### Page excerpt
----

Analogously for the wet spells it is:

qqwet <- qqdw[qqdw$state=="wet",]

## ggplot plot
ggwet <- ggplot(data=qqwet)+geom_point(aes(x=obs,y=gen))+theme_bw()+geom_abline()+facet_grid(. ~ season)+xlab("observed")+ylab("generated")
show(ggwet)

It is a comparison of sample probability distributtions of daily precipitation, dry and wet spells between the one obtained by the observed time series and the generated time series.

Generation of Precipitation in Several Stations

Occurrence

Analogously as the one-site case, a precipitation occurrence generator is created from precipitation time series taken in several correlated sites belonging to a limited geographical area. For instance, a subset of Trentino dataset stations is taken into account:

they <- c("T0083","T0090") ##station
exogen <- Tx_mes[,they]-Tn_mes[,they]
months <- factor(prec_mes$month)
model <- PrecipitationOccurrenceMultiSiteModel(x=prec_mes[,they],exogen=exogen,origin=origin)

where model cotains the following elements:

names(model)
#> [1] "T0083"   "T0090"   "ccgamma" "K"       "type"    "station" "p"

in which the fist (all but the last 6) elements are single-site precipitation occurrene models, one for each gauge precipitation station:

class(model[[1]])
#> [1] "PrecipitationOccurrenceModel"

and the remaining ones are:

class(model$ccgamma)
#> [1] "CCGammaObjectListPerEachMonth"

in which ccgamma is a matrix of corresponding Gaussian correlation of precipitation occurrences calculated with the algorithm introduced by Wilks (1998); this method makes use of a bijective relationships between correlation of binomial processes and Gaussian processes and is used alternatively to a complete logistic regression among stations that would have been computationally heavier;

class(model$K)

----

### Listing
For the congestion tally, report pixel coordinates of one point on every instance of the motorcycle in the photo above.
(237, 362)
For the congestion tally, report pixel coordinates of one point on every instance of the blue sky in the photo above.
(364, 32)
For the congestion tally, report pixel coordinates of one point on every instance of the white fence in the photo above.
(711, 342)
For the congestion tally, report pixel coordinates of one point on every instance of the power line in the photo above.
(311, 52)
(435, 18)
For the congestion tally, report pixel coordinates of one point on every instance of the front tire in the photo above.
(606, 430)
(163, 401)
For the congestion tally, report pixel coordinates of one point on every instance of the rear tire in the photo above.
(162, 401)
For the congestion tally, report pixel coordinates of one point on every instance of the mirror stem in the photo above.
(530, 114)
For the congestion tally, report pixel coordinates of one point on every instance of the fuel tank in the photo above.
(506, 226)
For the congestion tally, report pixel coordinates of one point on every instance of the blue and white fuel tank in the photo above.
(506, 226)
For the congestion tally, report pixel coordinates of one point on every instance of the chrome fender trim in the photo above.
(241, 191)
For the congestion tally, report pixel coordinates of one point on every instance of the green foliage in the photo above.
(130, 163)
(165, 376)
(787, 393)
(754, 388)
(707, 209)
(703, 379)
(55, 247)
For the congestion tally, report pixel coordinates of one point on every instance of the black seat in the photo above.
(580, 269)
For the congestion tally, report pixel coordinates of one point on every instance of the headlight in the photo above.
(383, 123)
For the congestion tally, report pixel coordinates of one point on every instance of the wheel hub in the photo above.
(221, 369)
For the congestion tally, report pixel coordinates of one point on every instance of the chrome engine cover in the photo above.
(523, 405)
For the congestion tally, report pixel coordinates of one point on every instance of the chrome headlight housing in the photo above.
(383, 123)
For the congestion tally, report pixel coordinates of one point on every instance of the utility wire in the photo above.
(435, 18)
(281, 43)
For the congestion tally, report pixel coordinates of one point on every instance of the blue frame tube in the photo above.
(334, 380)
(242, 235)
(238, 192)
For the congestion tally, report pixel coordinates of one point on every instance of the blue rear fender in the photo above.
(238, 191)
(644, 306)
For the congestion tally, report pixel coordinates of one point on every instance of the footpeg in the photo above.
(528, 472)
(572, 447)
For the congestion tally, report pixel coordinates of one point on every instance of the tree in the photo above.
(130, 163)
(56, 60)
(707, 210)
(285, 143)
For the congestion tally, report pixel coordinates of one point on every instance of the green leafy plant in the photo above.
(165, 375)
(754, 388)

----

### Stated exercise
Reproduce the part of the precipitation generator text starting at "Analogously for the" and ending at "show(ggwet)". The records come from a separate source, not from the precipitation generator text.

### Correct output
Analogously for the wet spells it is:

qqwet <- qqdw[qqdw$state=="wet",]

## ggplot plot
ggwet <- ggplot(data=qqwet)+geom_point(aes(x=obs,y=gen))+theme_bw()+geom_abline()+facet_grid(. ~ season)+xlab("observed")+ylab("generated")
show(ggwet)